Text provided ▸
+ + + + +

By Gary M. White, MD

Lichen Planus Multiple flat-topped red, purple papules symmetric on the inner wrists.

Lichen planus (LP) is an inflammatory condition of the skin characterized by lichenoid, purple papules and plaques with a preference for the inner wrists, ankles, feet and low back. It is a T-cell mediated disorder in which the immune system attacks the skin.


Itchy, violaceous to purple papules and plaques are typical. The surface often has a characteristic white, lacy pattern, called Wickham's stria. As individual lesions heal, residual pigmentation in the form of post inflammatory hyperpigmentation is common. Koebnerization may occur and pruritus may be intense. The inner wrists, ankles, sides of feet, back, oral mucosa, vulva and penis are favored sites. However, the entire body may be covered in severe cases. Thickened, hypertrophic lesions are more common on the legs. A variant of LP in the sun-exposed areas is called lichen planus actinicus. Milia may develop. Rarely bulla may form. Lesions may follow Blaschko's lines or be zosteriform. The nails may become dystrophic. Very rarely, lesions may occasionally be scaly, putting them in the papulosquamous differential.

+ + + + +

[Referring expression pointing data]
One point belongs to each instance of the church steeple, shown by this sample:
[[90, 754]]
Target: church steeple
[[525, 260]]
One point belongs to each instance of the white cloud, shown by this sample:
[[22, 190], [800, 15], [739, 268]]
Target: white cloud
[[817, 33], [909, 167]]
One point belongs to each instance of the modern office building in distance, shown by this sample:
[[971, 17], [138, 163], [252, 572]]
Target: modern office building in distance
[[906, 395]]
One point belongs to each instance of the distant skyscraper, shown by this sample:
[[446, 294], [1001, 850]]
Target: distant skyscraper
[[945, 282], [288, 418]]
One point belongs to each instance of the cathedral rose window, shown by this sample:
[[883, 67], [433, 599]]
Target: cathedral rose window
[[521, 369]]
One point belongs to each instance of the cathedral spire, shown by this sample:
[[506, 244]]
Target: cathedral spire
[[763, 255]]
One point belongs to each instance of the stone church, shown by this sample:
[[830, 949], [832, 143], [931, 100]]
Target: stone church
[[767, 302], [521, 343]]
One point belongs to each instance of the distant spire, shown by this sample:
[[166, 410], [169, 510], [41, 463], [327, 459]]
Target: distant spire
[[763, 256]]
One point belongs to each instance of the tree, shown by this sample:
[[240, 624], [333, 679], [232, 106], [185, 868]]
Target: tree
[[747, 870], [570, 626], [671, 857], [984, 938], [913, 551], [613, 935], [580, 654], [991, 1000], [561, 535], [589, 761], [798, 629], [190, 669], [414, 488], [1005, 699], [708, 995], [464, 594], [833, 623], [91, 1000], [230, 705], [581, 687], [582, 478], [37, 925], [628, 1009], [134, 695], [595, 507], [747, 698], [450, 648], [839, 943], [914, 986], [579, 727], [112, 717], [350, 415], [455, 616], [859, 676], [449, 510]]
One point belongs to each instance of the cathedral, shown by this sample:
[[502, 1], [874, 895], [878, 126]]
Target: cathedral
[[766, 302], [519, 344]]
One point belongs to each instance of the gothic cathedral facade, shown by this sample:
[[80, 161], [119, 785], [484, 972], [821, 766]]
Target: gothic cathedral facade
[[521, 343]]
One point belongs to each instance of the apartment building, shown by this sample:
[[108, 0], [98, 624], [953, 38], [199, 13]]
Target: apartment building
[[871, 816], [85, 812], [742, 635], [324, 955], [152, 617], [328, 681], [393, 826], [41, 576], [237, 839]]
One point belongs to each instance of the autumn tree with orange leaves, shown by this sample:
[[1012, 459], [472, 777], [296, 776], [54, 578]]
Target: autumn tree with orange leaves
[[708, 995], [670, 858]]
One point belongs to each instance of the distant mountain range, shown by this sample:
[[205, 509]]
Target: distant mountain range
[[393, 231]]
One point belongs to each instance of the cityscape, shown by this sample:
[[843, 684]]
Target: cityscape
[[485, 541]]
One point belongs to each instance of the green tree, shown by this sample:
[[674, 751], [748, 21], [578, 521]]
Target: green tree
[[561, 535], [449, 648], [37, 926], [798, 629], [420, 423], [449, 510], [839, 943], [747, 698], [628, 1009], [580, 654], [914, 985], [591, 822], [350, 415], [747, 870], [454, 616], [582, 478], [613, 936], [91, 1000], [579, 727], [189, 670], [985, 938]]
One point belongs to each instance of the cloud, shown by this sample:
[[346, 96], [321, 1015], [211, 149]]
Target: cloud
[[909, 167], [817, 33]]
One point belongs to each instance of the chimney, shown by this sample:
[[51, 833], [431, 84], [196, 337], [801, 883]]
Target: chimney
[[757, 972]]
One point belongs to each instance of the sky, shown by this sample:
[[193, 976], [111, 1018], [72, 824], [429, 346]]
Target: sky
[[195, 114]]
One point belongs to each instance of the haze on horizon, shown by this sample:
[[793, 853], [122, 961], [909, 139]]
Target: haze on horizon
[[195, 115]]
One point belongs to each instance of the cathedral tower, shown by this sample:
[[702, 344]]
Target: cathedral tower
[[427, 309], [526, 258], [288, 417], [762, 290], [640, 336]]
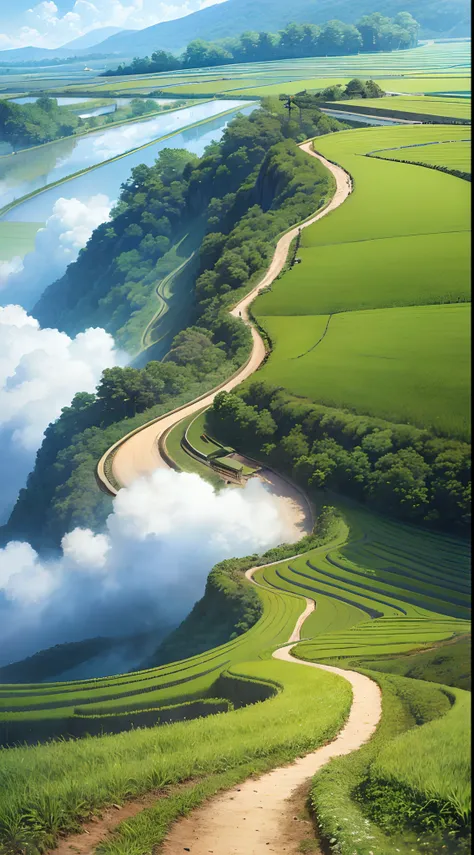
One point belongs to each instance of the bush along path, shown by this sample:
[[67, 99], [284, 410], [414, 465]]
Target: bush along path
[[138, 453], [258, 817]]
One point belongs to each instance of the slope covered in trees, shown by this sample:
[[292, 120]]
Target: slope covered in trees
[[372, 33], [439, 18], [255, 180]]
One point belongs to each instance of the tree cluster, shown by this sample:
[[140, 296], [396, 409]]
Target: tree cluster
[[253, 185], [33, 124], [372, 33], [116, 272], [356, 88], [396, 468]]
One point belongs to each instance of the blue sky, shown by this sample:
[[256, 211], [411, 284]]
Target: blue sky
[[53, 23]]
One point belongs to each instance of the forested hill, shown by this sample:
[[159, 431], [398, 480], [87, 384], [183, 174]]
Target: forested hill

+ + + + +

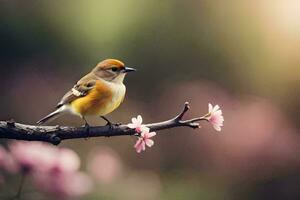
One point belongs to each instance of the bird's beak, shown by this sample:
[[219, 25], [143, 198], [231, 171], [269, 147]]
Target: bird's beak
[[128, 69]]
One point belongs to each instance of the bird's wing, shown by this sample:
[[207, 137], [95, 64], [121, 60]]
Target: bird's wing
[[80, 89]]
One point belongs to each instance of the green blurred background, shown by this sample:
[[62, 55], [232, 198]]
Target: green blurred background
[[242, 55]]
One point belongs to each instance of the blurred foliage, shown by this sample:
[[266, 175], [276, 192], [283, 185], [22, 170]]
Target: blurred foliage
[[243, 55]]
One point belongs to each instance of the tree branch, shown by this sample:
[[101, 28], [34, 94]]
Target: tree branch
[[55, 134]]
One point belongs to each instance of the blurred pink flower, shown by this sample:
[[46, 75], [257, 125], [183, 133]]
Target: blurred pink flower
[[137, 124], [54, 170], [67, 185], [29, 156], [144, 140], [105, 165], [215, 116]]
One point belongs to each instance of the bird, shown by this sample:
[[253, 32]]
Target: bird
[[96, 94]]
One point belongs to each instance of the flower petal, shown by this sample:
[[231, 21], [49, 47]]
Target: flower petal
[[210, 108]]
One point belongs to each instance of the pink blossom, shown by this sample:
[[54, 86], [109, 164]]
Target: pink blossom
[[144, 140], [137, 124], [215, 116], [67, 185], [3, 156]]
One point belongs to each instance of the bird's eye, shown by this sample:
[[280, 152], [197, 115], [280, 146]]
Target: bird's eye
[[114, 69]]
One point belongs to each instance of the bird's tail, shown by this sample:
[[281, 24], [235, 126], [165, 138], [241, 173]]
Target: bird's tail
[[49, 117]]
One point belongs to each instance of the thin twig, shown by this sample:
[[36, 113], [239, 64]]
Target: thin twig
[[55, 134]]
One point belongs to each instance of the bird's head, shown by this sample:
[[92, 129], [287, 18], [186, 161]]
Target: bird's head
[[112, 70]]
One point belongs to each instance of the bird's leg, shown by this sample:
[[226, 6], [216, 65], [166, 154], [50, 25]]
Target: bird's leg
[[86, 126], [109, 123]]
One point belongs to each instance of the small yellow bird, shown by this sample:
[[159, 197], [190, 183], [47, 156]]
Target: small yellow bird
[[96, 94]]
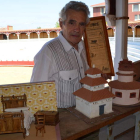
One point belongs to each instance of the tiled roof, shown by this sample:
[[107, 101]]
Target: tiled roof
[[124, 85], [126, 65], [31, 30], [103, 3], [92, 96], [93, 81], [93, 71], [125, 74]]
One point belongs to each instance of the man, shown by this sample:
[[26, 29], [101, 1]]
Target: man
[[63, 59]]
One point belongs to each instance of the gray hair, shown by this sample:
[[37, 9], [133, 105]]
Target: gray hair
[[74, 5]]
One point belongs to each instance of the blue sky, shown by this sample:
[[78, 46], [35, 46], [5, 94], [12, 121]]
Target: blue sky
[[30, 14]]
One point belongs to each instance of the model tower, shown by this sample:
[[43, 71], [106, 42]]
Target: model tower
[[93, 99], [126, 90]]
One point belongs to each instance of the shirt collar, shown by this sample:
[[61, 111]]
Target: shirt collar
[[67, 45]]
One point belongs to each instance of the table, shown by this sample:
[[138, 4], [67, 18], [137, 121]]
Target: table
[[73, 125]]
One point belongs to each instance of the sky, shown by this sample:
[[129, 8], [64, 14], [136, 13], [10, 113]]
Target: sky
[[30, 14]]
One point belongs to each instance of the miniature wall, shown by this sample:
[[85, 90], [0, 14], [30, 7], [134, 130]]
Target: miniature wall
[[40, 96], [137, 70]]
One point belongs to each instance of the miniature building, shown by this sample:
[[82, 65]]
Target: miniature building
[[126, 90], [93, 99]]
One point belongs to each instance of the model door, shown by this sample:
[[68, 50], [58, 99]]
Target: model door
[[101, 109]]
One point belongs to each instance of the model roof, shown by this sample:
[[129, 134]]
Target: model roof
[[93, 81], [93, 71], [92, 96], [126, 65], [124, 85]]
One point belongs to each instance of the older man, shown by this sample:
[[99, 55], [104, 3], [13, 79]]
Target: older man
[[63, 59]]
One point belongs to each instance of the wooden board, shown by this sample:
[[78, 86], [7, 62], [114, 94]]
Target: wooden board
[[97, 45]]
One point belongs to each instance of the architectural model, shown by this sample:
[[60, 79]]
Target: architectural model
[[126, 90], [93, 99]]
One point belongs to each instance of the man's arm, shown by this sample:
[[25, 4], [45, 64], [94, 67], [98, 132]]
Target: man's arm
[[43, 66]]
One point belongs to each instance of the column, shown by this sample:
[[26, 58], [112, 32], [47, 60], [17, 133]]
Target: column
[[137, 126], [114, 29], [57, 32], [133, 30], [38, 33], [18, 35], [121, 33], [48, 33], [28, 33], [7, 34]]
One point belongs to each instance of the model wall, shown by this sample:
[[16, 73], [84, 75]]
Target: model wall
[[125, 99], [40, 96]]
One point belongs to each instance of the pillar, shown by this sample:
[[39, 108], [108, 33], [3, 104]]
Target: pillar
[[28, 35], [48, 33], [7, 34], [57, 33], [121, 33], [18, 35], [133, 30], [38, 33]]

+ + + + +

Task instructions ▸
Reproduce the lichen planus text word for word, everything from "Lichen planus (LP)" down to "attacks the skin.". These entries have no connection to the lichen planus text.

Task solution ▸
Lichen planus (LP) is an inflammatory condition of the skin characterized by lichenoid, purple papules and plaques with a preference for the inner wrists, ankles, feet and low back. It is a T-cell mediated disorder in which the immune system attacks the skin.